[BEGIN Provided data]

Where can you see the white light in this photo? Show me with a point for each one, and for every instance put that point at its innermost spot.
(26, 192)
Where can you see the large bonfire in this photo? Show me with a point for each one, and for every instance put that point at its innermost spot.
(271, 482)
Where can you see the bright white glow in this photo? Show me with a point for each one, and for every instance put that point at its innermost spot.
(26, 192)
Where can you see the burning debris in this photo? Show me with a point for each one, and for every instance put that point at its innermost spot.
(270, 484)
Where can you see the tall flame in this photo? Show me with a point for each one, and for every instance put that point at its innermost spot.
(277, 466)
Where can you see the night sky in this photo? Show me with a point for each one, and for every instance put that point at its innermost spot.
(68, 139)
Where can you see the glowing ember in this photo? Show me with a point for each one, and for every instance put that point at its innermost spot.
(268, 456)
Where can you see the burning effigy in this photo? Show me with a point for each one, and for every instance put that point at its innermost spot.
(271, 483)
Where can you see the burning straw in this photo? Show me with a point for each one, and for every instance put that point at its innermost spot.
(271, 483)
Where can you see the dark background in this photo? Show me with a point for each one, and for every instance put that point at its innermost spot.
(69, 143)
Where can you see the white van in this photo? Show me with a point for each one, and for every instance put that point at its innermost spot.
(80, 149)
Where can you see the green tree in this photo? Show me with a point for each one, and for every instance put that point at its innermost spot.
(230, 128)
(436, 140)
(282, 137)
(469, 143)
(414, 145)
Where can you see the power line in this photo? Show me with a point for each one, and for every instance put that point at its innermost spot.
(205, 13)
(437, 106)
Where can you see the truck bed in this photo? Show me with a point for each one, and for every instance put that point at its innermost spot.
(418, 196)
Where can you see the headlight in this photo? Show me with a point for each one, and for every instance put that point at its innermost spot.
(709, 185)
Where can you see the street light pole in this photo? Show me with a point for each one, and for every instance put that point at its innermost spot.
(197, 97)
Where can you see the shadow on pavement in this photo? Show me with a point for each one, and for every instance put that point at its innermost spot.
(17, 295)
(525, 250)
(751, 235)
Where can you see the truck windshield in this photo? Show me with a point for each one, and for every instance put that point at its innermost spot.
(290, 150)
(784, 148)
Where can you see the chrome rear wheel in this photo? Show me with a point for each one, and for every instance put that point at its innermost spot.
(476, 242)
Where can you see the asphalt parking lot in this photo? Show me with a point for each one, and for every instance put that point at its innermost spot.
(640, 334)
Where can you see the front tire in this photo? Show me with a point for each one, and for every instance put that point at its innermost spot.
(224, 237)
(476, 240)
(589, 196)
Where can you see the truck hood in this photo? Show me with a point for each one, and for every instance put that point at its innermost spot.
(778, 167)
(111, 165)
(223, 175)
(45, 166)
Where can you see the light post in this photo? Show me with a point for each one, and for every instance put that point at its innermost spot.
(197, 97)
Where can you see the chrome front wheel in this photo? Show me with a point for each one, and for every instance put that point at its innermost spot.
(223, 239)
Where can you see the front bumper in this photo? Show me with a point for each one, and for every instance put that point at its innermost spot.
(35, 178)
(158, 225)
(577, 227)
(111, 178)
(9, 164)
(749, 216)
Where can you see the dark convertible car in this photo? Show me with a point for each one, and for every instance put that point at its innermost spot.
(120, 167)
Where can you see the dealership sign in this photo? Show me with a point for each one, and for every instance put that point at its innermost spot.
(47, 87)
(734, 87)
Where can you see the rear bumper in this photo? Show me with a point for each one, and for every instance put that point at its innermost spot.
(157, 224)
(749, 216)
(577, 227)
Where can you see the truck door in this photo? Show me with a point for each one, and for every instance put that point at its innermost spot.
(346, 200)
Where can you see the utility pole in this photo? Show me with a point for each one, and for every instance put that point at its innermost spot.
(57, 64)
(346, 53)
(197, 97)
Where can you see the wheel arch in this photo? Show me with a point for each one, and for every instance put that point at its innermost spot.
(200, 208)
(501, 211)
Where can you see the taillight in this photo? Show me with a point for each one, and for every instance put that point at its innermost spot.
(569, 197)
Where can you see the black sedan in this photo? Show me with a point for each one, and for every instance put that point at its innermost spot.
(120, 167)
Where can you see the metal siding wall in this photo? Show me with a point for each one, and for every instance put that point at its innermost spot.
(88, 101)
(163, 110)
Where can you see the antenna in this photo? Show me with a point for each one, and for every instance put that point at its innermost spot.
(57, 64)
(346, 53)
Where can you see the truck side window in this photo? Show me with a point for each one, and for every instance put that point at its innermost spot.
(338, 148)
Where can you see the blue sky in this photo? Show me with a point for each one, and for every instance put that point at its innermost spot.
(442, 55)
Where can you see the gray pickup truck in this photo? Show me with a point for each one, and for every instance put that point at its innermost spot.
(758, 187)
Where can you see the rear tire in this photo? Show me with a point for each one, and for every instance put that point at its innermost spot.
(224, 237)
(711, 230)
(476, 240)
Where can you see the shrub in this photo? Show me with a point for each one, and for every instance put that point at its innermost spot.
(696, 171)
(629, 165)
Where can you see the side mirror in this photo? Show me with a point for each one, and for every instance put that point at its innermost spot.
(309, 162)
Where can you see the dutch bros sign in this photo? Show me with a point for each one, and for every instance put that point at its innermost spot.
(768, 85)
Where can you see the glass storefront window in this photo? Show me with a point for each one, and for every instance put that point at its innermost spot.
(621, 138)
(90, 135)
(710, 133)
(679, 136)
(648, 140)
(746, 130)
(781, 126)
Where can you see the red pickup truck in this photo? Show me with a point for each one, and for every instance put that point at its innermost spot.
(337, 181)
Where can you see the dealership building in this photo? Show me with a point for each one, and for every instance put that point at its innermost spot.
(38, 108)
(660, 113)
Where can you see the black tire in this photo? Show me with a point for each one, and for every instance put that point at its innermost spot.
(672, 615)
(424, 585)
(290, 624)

[END Provided data]
[BEGIN Provided data]

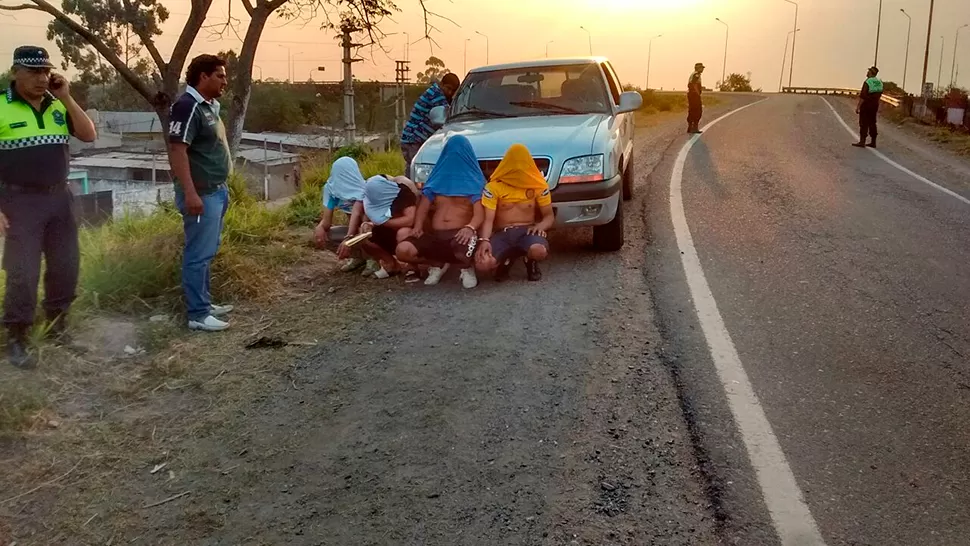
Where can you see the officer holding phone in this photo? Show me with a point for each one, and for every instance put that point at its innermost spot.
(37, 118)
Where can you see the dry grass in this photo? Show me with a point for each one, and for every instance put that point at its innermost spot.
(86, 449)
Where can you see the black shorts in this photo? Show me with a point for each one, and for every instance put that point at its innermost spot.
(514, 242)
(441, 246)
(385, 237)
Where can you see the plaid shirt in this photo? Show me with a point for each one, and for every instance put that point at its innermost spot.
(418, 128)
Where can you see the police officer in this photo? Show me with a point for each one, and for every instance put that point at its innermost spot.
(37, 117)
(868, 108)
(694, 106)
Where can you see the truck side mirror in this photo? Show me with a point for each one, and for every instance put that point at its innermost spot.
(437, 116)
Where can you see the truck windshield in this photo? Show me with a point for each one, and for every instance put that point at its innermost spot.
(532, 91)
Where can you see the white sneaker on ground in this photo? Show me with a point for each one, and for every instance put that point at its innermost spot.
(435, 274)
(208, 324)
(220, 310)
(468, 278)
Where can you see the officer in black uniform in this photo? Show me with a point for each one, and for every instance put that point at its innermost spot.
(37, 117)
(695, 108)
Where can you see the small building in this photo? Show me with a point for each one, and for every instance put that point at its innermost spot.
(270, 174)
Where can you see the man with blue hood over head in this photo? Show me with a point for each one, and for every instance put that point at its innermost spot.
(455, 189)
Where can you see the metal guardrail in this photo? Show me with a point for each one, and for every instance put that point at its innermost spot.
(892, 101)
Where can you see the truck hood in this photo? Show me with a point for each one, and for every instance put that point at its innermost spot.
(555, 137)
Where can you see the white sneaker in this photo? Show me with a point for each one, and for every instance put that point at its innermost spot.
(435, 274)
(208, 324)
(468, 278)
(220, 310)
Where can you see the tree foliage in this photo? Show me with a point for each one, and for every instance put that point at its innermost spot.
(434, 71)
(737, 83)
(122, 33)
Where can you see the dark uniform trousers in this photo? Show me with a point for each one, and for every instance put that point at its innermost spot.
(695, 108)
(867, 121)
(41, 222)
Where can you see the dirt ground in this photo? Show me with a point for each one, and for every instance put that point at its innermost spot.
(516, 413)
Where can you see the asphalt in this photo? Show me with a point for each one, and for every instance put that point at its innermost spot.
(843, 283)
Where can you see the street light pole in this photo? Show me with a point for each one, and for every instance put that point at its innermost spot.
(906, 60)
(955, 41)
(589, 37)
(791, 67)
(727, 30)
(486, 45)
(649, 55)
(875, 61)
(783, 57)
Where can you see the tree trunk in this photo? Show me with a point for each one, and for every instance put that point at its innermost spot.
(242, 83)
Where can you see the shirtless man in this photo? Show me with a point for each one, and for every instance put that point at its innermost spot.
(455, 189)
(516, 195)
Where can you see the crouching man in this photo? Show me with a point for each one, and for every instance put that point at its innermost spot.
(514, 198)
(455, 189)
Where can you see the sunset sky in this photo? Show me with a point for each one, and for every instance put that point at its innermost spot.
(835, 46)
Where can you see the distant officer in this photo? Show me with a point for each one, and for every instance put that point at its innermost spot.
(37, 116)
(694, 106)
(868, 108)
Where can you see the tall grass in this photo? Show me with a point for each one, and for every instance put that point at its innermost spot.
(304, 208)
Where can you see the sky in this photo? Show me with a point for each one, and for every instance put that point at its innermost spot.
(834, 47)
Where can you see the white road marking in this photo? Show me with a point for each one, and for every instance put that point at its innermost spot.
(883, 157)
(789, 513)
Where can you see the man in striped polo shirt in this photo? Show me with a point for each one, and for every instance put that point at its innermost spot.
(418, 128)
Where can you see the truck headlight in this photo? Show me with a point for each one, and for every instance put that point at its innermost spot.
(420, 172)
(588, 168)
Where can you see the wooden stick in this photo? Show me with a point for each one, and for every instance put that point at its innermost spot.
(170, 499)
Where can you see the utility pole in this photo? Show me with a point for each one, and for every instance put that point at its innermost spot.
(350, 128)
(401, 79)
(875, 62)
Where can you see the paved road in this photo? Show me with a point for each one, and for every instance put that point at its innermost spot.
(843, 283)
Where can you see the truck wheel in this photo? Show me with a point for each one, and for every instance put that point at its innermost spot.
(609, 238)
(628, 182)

[END Provided data]

Task instructions: Which lines above contain the string "rear"? Extract each of them, treating uppercase and lowercase as different.

Result for this task:
Where can you see the chrome rear wheel in this photo? Show me with a point for each one, and for every instance put that point at its innermost spot.
Where can you see the rear bumper in this photo? Show me with a point for each one, and for every instance put that point at its innermost spot.
Where can you see the rear tire in this photo? Show me with a point for each one, and for every instance put that point at its innermost spot.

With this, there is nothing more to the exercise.